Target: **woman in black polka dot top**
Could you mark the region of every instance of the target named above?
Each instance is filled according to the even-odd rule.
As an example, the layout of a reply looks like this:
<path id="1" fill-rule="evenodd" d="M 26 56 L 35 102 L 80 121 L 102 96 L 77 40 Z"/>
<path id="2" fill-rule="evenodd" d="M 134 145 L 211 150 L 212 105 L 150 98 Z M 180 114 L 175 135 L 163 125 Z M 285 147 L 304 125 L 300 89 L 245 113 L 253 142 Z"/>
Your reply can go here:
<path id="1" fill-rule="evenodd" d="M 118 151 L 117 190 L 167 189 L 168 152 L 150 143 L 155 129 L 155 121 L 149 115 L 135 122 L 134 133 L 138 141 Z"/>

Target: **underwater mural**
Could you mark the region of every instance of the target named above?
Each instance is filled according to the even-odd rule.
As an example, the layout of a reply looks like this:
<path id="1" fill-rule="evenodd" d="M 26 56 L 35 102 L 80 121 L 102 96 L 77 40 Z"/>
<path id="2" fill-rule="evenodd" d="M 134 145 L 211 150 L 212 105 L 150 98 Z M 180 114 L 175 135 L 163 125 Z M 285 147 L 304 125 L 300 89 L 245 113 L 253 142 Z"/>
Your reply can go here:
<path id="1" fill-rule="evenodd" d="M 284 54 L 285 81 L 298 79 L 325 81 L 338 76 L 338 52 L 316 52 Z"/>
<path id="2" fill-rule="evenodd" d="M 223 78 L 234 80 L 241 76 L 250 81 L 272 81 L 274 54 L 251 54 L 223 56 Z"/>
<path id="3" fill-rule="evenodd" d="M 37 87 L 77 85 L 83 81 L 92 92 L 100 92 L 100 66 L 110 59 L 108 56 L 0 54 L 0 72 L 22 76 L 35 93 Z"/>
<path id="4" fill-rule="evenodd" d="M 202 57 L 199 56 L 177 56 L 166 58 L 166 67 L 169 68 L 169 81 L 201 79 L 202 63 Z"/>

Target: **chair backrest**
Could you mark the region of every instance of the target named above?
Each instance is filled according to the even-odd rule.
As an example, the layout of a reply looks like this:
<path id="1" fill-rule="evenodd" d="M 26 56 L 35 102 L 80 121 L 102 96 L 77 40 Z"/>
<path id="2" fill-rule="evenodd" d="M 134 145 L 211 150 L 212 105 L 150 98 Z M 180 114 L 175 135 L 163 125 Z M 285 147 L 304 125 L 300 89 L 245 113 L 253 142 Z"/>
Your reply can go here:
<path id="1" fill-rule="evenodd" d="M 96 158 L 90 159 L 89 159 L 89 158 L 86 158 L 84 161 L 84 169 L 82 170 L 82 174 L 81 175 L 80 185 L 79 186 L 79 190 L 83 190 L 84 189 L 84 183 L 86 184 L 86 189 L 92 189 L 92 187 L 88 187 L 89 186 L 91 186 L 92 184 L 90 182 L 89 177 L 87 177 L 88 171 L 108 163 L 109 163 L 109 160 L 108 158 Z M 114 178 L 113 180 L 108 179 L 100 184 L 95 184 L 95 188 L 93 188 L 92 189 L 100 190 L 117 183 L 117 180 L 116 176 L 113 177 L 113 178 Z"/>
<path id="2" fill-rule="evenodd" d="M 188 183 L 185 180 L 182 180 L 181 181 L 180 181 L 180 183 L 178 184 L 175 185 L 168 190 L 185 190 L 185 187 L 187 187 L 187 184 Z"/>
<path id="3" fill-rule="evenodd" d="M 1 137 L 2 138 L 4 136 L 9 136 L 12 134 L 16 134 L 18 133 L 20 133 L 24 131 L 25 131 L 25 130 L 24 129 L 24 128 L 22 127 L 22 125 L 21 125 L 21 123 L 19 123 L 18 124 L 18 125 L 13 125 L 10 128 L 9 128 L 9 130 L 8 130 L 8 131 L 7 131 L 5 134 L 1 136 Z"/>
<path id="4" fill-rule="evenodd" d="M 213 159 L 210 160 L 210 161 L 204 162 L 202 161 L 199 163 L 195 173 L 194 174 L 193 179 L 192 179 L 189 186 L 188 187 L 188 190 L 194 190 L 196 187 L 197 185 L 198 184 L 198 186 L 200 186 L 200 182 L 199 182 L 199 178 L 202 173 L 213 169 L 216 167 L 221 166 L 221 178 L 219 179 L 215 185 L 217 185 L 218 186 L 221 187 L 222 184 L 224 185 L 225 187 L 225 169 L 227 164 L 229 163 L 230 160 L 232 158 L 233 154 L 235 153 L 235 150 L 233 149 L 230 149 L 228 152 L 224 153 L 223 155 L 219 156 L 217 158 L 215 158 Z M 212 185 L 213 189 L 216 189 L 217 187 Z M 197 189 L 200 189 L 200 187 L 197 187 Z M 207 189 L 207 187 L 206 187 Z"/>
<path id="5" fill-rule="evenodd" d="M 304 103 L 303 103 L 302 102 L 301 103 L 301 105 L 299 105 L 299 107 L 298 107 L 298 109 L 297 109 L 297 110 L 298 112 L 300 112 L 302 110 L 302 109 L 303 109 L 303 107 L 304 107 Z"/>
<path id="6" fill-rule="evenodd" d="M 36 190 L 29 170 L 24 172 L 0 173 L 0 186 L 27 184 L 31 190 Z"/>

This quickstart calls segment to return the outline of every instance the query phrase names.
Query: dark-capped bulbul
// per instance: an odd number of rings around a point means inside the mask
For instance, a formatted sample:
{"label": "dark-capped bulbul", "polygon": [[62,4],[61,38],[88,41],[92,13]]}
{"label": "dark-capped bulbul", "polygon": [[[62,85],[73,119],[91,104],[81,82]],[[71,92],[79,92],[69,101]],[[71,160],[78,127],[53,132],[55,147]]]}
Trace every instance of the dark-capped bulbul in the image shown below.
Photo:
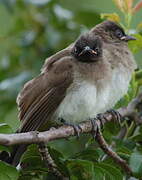
{"label": "dark-capped bulbul", "polygon": [[[134,38],[119,25],[105,21],[49,58],[18,95],[18,132],[46,130],[59,119],[78,124],[111,109],[127,92],[136,68],[129,40]],[[17,165],[24,150],[18,147],[9,162]]]}

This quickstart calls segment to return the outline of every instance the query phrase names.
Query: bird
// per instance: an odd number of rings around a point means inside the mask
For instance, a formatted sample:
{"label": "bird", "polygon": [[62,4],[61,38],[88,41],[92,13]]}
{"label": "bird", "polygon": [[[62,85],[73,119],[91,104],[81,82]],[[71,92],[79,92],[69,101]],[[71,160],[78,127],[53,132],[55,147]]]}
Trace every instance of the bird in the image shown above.
{"label": "bird", "polygon": [[[107,20],[49,57],[17,97],[22,122],[17,132],[44,131],[62,119],[78,124],[113,108],[127,93],[137,67],[127,44],[134,39]],[[25,150],[20,145],[8,160],[0,158],[16,166]]]}

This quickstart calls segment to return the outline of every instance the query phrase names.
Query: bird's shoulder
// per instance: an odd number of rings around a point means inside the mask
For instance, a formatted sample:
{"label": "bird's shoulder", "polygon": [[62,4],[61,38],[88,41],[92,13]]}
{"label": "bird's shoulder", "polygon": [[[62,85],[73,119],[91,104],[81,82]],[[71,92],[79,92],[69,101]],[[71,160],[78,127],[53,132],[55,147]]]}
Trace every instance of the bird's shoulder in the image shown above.
{"label": "bird's shoulder", "polygon": [[[58,60],[48,62],[46,70],[36,78],[27,82],[17,97],[17,104],[19,107],[19,118],[22,120],[25,113],[29,111],[32,104],[36,100],[41,99],[48,94],[49,98],[52,97],[52,92],[55,91],[65,94],[66,89],[73,81],[72,76],[72,57],[65,56]],[[53,97],[52,97],[53,99]],[[38,101],[37,101],[38,102]]]}

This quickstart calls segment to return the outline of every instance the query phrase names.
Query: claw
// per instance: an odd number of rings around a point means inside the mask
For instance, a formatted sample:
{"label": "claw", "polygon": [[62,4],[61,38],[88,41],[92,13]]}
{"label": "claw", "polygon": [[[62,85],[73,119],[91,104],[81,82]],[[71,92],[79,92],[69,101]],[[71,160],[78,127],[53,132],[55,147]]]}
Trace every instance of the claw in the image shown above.
{"label": "claw", "polygon": [[92,124],[93,138],[96,138],[96,134],[98,133],[98,130],[101,129],[101,121],[100,121],[100,119],[97,119],[97,118],[90,119],[90,121]]}
{"label": "claw", "polygon": [[121,124],[122,116],[118,111],[111,109],[108,110],[107,113],[110,113],[114,117],[114,120],[119,123],[119,125]]}
{"label": "claw", "polygon": [[82,132],[82,128],[81,128],[79,125],[67,123],[63,118],[58,118],[58,119],[59,119],[59,121],[61,121],[64,125],[73,127],[74,132],[75,132],[77,138],[79,138],[80,132]]}

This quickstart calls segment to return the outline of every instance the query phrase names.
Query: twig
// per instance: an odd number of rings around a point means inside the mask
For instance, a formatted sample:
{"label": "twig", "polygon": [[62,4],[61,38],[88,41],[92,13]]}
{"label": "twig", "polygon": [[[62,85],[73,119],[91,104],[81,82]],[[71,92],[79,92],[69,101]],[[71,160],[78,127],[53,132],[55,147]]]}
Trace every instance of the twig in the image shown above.
{"label": "twig", "polygon": [[54,160],[50,156],[50,153],[49,153],[48,148],[46,147],[45,143],[40,143],[38,145],[38,147],[39,147],[39,152],[41,153],[41,156],[42,156],[42,160],[46,164],[46,166],[49,169],[49,171],[52,174],[54,174],[58,179],[61,179],[61,180],[65,180],[66,179],[67,180],[67,178],[64,177],[60,173],[60,171],[58,170]]}
{"label": "twig", "polygon": [[[140,94],[137,98],[133,99],[127,107],[118,109],[118,112],[122,117],[125,116],[133,116],[135,108],[142,101],[142,94]],[[110,122],[113,120],[113,116],[110,113],[104,113],[104,117],[106,122]],[[92,124],[90,121],[86,121],[84,123],[79,124],[82,131],[80,133],[90,133],[92,131]],[[32,144],[32,143],[47,143],[49,141],[53,141],[56,139],[68,138],[70,136],[74,136],[75,132],[71,126],[62,126],[58,129],[49,130],[45,132],[26,132],[26,133],[18,133],[18,134],[0,134],[0,144],[5,146],[11,146],[14,144]]]}

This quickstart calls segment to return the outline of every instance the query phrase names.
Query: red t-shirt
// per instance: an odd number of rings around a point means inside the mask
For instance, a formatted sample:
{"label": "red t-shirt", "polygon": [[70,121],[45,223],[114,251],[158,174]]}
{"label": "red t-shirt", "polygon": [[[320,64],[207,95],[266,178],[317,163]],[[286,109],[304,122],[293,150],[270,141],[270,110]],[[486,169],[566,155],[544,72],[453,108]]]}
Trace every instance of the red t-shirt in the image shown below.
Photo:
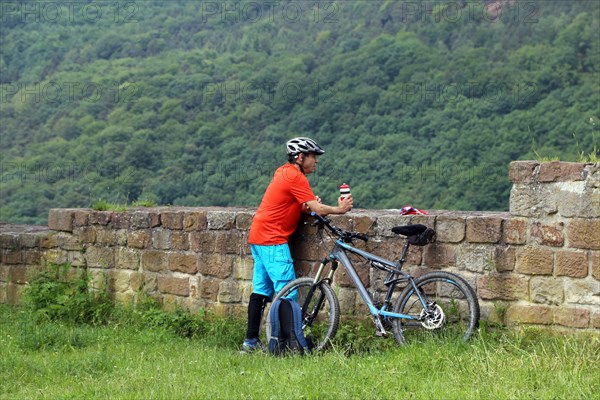
{"label": "red t-shirt", "polygon": [[302,204],[315,199],[306,175],[294,165],[277,168],[252,219],[248,243],[287,243],[298,227]]}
***
→ Task statement
Determine how many lines of the records above contain the word "Trace", and reply with that number alone.

→ Written reply
6